[START OF Article]

On 6/28/22 20:35, Dave Chinner wrote:
How do you explain it the API
semantics to an app developer that might want to use this
functionality? RENAME_EXCHANGE_WITH_NEWER would be atomic in the
sense you either get the old or new file at the destination, but
it's not atomic in the sense that it is serialised against all other
potential modification operations against either the source or
destination. Hence the "if newer" comparison is not part of the
"atomic rename" operation that is supposedly being performed...
So the current proposal based on feedback is to move the mtime
comparison to vfs_rename() to take advantage of existing
{lock,unlock}_two_nondirectories critical section, then nest another
critical section {deny,allow}_write_access (adapted to inodes) to
stabilize the mtime. The proposed use case never needs to compare
mtimes of files that are open for write, and the plan would be to return
-ETXTBSY in this case.

[END OF Article]
[START OF Data]

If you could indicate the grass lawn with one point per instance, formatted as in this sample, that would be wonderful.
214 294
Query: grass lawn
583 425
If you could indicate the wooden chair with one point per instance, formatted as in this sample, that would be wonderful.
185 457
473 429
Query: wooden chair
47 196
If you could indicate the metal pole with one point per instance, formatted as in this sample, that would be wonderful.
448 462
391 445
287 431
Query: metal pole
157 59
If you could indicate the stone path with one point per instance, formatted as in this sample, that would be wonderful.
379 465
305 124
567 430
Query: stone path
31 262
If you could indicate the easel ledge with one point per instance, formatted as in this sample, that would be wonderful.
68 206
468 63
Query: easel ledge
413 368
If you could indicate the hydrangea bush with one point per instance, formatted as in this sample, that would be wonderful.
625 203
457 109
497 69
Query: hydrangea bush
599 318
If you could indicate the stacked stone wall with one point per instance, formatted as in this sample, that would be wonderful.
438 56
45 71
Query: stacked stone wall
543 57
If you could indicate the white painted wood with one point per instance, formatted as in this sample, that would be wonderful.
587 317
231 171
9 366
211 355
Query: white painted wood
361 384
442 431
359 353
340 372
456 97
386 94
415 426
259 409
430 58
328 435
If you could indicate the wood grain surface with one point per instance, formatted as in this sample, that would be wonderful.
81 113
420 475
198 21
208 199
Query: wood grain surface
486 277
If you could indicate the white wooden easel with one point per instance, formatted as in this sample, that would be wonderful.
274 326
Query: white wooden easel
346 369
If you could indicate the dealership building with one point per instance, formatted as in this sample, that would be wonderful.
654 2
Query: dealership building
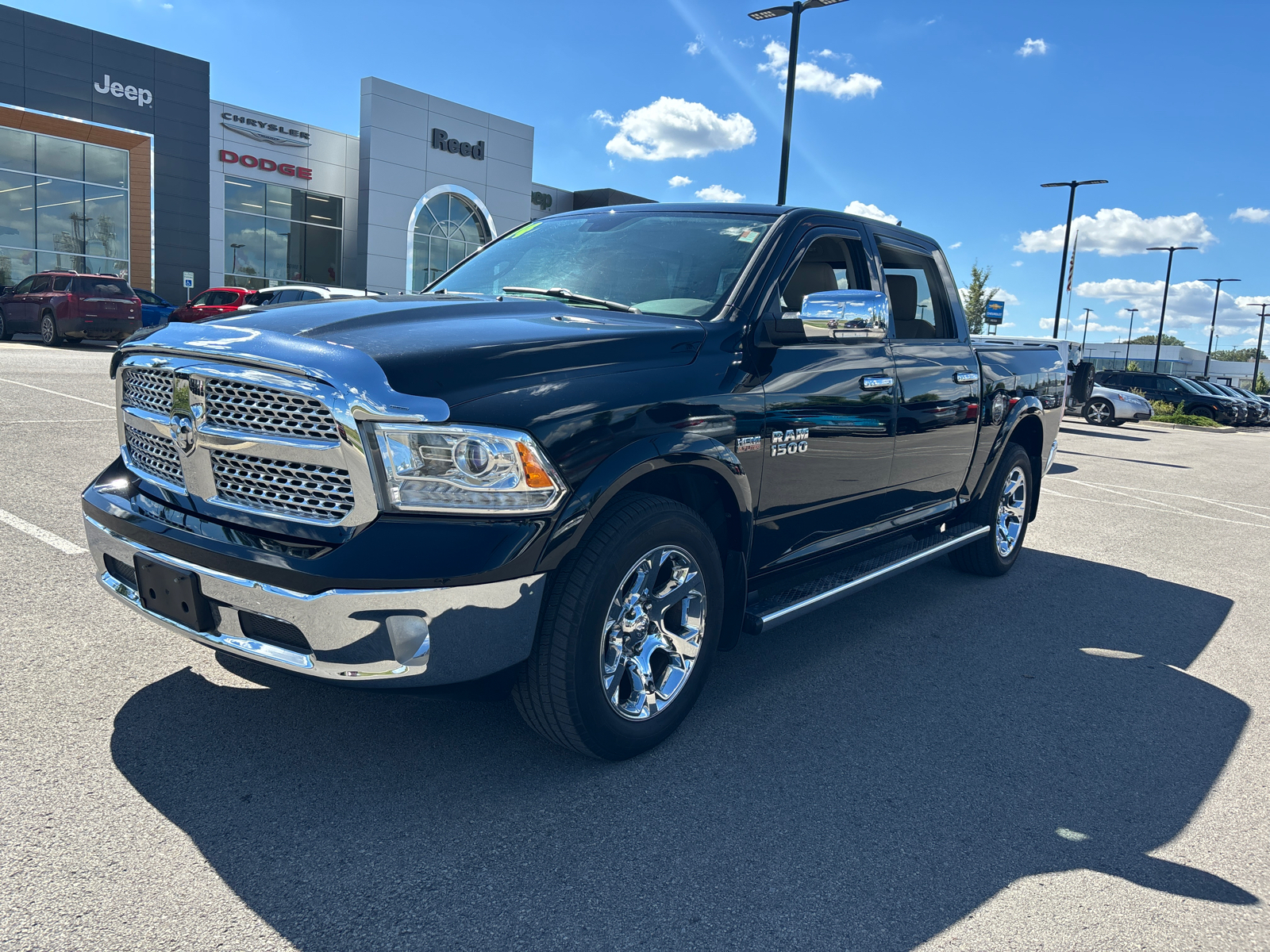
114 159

[END OF Data]
[START OF Data]

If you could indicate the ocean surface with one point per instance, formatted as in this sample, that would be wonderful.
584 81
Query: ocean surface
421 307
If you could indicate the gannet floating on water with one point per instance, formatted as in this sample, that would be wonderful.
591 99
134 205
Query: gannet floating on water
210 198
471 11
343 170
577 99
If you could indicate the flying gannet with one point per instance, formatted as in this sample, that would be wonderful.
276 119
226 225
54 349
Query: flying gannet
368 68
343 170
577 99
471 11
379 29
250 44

[END OF Data]

Task objective:
Continue the mailing-list reply about moving the mtime check for RENAME_EXCHANGE_WITH_NEWER into vfs_rename(), starting after its last sentence.

Answer to the exercise:
I'm also sceptical of the use of mtime - we can't rely on mtime to
determine the newer file accurately on all filesystems. e.g. Some
fileystems only have second granularity in their timestamps, so
there's a big window where "newer" cannot actually be determined by
timestamp comparisons.
So in the "use a directory as a key/value store" use case in distributed
systems, the file mtime is generally determined remotely by the file
content creator and is set locally via futimens() rather than the local
system clock. So this gives you nanosecond scale time resolution if the
content creator supports it, even if the system clock has less resolution.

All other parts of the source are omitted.